* [TASK INPUT]
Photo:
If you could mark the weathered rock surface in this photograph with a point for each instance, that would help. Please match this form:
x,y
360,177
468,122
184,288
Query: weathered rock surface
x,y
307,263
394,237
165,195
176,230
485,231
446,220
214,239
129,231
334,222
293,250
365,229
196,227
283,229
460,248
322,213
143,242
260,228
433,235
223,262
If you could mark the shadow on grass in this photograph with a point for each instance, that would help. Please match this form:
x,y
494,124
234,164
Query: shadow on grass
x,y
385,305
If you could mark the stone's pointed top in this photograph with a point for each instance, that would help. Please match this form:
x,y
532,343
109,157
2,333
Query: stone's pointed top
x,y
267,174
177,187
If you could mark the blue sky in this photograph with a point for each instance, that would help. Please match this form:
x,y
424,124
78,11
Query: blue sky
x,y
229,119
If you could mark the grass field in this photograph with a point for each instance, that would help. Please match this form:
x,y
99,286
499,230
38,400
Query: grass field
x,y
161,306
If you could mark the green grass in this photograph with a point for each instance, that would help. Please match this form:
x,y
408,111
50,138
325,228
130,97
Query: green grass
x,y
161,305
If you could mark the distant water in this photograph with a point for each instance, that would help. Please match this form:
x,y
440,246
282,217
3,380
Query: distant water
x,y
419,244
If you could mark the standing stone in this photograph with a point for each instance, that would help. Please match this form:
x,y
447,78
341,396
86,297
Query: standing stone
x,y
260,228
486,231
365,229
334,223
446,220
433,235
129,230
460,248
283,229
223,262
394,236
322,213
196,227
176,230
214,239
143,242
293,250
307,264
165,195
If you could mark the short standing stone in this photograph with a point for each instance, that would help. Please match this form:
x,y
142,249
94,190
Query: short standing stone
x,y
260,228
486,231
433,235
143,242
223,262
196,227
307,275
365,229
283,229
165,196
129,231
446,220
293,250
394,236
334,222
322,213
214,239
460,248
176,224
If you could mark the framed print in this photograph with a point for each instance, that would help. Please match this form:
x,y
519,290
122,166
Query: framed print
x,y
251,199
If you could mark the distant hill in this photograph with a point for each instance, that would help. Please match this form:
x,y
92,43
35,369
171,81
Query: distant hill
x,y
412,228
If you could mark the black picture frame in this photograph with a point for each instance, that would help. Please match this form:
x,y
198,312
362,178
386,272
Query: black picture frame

* [WORK TO DO] Starting at the line that contains "If you could mark the framed" and ending at the last line of the material, write out every line again, requests included, multiplying each coordinate in the answers by 2.2 and rounding it to a whole number, with halves rounded up. Leave the numbers in the requests and their format samples unchanged.

* [RESULT BELOW]
If you could mark the framed print in this photograph with a point for each instance, that would help. Please match this form:
x,y
519,290
122,166
Query: framed print
x,y
552,438
If you could mark the distant hill in this photograph with a point for each instance, that would help. Please match this form:
x,y
92,43
35,369
171,81
Query: distant hill
x,y
906,502
If you could mark the black picture frame in this photograph with a point for each instance, that would help. Please match this form:
x,y
198,312
362,178
386,272
Query: black picture frame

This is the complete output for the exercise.